*** TEXT BLOCK ***
Is parity enough for mental health?

Is parity enough for mental health?

Policy

By Jennifer Turner, Account Executive, Incisive Health & James Maxwell, Account Manager, Incisive Health

Achieving ‘parity of esteem’ has long been the ambition of mental health campaigners; the principle that mental and physical health are seen as just as equally as important as each other. Throughout the history of the NHS, mental health care and treatment has too often been left in the shadow of physical health, without the funding or prioritisation needed to drive sustained improvements or create new capacity. To some extent, the lack of focus on mental health was historically reflective of social attitudes, and to this day, services continue to lag behind that expected of a modern healthcare system.

The Government’s embrace of parity of esteem in the 2010s was supposed to rectify this situation. Ringfenced funding was introduced, policy plans written, and a new age of improved mental healthcare seemed in the offering. 

To some extent, we saw the culmination of this approach this week with a new call for evidence for the proposed five-year major conditions strategy. By bringing mental health together with five other groups of major conditions, the Government believes the plan will address the interlink between mental and physical well-being and bring parity that one step closer.
*** End of TEXT BLOCK ***
*** DATA FOR ANALYSIS ***
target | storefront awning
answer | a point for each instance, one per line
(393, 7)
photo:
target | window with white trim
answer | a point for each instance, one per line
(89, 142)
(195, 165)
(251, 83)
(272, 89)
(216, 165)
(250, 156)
*** End of DATA FOR ANALYSIS ***
TASK LIST =
- 1) Output the part of the mental health parity article between "By Jennifer Turner, Account" and "modern healthcare system.", inclusive.
- 2) Translate this sentence from the mental health parity article into Spanish: "The Government’s embrace of parity of esteem in the 2010s was supposed to rectify this situation."
- 3) Answer these questions about the mental health parity article:
(a) Which organization do both authors work for?
(b) How many years does the proposed major conditions strategy cover?
(c) With how many other groups of major conditions is mental health brought together in the plan?

PER-TASK ANSWERS =
- 1)
By Jennifer Turner, Account Executive, Incisive Health & James Maxwell, Account Manager, Incisive Health

Achieving ‘parity of esteem’ has long been the ambition of mental health campaigners; the principle that mental and physical health are seen as just as equally as important as each other. Throughout the history of the NHS, mental health care and treatment has too often been left in the shadow of physical health, without the funding or prioritisation needed to drive sustained improvements or create new capacity. To some extent, the lack of focus on mental health was historically reflective of social attitudes, and to this day, services continue to lag behind that expected of a modern healthcare system.

- 2) La adopción de la paridad de estima por parte del Gobierno en la década de 2010 debía corregir esta situación.

- 3)
(a) Incisive Health
(b) Five years
(c) Five